(Data):
[Start of section]
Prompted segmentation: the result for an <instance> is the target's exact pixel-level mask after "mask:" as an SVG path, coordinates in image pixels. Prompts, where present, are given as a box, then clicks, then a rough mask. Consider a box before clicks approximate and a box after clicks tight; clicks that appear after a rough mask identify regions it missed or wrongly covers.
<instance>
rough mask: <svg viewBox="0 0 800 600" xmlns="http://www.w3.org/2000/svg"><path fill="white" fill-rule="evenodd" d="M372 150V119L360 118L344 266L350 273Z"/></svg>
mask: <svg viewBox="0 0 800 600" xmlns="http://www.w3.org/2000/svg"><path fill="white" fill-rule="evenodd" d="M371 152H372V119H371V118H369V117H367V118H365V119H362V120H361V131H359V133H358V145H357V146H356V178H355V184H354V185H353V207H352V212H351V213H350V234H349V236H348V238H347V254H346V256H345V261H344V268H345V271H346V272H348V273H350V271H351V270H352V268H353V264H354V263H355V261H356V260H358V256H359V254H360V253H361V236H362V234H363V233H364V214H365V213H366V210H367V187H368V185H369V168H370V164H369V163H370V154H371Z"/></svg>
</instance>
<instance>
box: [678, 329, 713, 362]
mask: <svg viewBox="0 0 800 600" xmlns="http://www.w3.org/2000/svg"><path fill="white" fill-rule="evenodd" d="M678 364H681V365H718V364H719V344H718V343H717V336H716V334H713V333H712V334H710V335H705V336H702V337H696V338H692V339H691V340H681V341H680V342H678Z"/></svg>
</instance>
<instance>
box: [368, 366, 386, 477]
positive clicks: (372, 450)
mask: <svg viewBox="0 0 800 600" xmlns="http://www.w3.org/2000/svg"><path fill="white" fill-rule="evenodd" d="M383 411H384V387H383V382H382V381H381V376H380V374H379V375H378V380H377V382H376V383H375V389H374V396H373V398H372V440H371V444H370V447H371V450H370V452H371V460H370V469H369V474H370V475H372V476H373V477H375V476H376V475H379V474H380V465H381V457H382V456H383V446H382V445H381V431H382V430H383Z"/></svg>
[End of section]
(What this task involves):
Reproduce every entry exactly, with nothing added or dropped.

(Response):
Prompted segmentation: the result for an <instance> is the target's exact pixel-level mask after "mask:" as an SVG path, coordinates in image pixels. Prompts, where present, are given as a box, then clicks, then a rough mask. Consider a box before clicks approximate and a box after clicks tight; clicks that appear after a rough mask identify regions it missed or wrongly covers.
<instance>
rough mask: <svg viewBox="0 0 800 600" xmlns="http://www.w3.org/2000/svg"><path fill="white" fill-rule="evenodd" d="M372 150V119L360 118L344 266L350 273Z"/></svg>
mask: <svg viewBox="0 0 800 600" xmlns="http://www.w3.org/2000/svg"><path fill="white" fill-rule="evenodd" d="M371 152H372V119H371V118H369V117H367V118H365V119H362V120H361V131H359V133H358V145H357V146H356V178H355V184H354V185H353V207H352V212H351V213H350V234H349V236H348V238H347V254H346V256H345V261H344V268H345V271H346V272H348V273H350V271H351V270H352V268H353V264H354V263H355V261H356V260H358V256H359V254H360V253H361V236H362V234H363V233H364V214H365V213H366V210H367V187H368V185H369V168H370V164H369V163H370V154H371Z"/></svg>
</instance>
<instance>
box: [678, 329, 713, 362]
mask: <svg viewBox="0 0 800 600" xmlns="http://www.w3.org/2000/svg"><path fill="white" fill-rule="evenodd" d="M678 364H681V365H718V364H719V344H718V343H717V336H716V334H713V333H712V334H710V335H705V336H702V337H696V338H692V339H691V340H681V341H680V342H678Z"/></svg>
</instance>
<instance>
box: [368, 366, 386, 477]
positive clicks: (372, 450)
mask: <svg viewBox="0 0 800 600" xmlns="http://www.w3.org/2000/svg"><path fill="white" fill-rule="evenodd" d="M383 411H384V387H383V382H382V381H381V376H380V374H379V375H378V380H377V382H376V383H375V389H374V396H373V398H372V440H371V444H370V447H371V450H370V452H371V460H370V469H369V474H370V475H372V476H373V477H375V476H376V475H379V474H380V465H381V457H382V456H383V446H382V445H381V431H382V430H383Z"/></svg>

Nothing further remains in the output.